Gather every line in the items below that contains the word "positive", matching case, and copy each of those lines.

# # # #

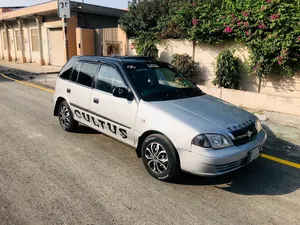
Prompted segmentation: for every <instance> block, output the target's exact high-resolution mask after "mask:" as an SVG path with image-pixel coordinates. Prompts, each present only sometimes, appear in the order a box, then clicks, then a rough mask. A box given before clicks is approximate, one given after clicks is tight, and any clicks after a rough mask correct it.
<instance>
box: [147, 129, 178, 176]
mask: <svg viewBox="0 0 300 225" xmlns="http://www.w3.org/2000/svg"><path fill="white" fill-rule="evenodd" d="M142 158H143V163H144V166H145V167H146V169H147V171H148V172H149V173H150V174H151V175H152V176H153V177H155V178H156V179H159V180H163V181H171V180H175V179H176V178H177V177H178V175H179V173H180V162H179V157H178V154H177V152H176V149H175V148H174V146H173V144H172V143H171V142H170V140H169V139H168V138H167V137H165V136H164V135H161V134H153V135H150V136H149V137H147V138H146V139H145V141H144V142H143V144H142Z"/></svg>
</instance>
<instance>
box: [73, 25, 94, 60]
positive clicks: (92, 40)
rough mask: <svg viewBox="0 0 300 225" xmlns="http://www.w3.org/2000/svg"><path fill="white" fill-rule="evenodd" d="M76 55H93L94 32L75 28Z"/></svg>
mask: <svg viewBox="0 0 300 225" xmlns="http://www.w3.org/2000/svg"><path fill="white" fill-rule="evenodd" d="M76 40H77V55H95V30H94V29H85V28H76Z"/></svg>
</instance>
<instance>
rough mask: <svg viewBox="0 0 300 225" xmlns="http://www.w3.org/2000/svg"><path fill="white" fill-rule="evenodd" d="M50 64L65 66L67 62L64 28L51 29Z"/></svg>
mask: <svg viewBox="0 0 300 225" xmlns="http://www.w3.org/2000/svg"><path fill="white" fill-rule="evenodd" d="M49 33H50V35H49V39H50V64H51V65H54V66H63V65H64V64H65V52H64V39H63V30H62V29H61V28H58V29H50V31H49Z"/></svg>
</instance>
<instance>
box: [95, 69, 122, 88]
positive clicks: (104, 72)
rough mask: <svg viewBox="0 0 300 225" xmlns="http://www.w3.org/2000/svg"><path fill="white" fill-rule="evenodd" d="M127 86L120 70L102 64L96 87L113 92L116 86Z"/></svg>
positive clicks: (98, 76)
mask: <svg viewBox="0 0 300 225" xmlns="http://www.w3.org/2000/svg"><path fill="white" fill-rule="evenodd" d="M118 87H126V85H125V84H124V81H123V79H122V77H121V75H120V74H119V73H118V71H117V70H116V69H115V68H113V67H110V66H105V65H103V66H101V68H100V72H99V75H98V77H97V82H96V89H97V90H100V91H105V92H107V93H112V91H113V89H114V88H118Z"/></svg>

# # # #

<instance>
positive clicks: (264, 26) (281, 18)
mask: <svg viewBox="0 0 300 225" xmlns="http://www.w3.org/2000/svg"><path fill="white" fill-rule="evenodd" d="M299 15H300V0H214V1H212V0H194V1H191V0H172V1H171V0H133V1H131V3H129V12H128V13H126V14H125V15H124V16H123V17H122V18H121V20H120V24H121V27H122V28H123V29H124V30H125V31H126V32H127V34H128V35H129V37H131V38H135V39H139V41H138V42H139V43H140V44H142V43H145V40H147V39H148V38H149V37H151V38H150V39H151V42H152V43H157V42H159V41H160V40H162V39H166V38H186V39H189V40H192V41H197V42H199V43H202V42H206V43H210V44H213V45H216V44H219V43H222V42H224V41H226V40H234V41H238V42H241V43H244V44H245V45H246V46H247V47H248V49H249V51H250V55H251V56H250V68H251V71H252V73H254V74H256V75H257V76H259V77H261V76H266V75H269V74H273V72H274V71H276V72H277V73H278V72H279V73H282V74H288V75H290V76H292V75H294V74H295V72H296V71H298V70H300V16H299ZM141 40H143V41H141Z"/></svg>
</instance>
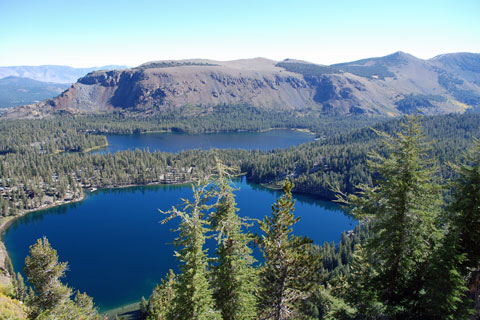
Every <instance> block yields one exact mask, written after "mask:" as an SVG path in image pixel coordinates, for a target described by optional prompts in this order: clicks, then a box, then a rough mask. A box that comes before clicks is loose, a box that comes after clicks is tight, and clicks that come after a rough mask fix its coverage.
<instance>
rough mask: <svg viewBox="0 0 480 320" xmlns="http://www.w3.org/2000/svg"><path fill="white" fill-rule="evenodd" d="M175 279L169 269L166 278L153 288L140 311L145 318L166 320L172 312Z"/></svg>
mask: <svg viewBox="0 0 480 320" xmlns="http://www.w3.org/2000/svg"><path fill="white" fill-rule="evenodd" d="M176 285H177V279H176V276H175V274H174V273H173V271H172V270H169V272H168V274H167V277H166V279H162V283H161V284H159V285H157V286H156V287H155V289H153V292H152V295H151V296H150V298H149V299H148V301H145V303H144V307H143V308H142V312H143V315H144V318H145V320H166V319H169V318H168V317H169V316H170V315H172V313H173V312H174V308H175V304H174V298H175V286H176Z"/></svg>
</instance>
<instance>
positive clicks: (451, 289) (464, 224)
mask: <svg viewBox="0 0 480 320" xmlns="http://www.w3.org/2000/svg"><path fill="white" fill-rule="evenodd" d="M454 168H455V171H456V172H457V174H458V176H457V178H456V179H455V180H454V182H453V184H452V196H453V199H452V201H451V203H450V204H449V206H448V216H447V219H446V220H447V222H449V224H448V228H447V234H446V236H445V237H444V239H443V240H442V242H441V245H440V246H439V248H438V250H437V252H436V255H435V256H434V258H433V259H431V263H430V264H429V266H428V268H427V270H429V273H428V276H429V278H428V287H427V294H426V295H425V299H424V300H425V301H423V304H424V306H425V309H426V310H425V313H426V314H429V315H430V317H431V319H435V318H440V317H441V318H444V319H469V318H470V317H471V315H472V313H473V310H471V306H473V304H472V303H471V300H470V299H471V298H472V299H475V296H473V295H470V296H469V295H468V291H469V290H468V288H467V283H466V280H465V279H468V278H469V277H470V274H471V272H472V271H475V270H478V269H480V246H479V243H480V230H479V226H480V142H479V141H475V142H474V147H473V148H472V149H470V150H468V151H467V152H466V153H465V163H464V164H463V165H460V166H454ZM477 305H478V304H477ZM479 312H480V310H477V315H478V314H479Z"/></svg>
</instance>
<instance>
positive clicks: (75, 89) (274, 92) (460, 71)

# # # #

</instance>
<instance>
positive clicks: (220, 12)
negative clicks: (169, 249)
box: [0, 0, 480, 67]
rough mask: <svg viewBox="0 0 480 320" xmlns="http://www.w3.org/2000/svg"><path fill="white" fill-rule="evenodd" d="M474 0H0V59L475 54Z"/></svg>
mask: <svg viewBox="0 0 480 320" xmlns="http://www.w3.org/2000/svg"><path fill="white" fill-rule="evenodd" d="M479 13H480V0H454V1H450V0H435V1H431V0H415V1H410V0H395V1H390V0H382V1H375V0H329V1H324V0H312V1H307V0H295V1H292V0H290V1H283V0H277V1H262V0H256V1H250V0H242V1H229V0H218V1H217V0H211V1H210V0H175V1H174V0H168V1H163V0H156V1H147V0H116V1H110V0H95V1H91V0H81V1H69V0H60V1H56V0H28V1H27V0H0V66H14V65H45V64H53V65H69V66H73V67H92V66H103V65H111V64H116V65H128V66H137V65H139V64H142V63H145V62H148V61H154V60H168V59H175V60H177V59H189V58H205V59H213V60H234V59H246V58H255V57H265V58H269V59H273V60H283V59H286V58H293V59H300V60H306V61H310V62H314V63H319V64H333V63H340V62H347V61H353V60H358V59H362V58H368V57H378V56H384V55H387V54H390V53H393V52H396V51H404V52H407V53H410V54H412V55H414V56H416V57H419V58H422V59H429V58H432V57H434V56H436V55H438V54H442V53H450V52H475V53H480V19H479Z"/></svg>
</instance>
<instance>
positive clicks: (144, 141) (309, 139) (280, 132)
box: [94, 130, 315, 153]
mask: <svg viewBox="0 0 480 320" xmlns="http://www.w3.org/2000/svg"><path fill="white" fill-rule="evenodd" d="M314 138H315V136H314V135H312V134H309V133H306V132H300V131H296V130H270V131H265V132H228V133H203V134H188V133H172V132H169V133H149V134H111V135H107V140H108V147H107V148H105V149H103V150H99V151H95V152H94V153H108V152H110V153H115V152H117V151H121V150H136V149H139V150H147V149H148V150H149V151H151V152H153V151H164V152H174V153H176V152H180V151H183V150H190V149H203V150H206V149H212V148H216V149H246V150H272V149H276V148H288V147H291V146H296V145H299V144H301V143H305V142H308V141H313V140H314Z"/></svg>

# # # #

## Solution for this problem
positive clicks: (92, 40)
positive clicks: (104, 72)
positive clicks: (98, 76)
positive clicks: (264, 26) (281, 18)
positive clicks: (451, 289) (464, 224)
positive clicks: (75, 89) (274, 92) (460, 71)
positive clicks: (220, 12)
positive clicks: (144, 141) (309, 139) (280, 132)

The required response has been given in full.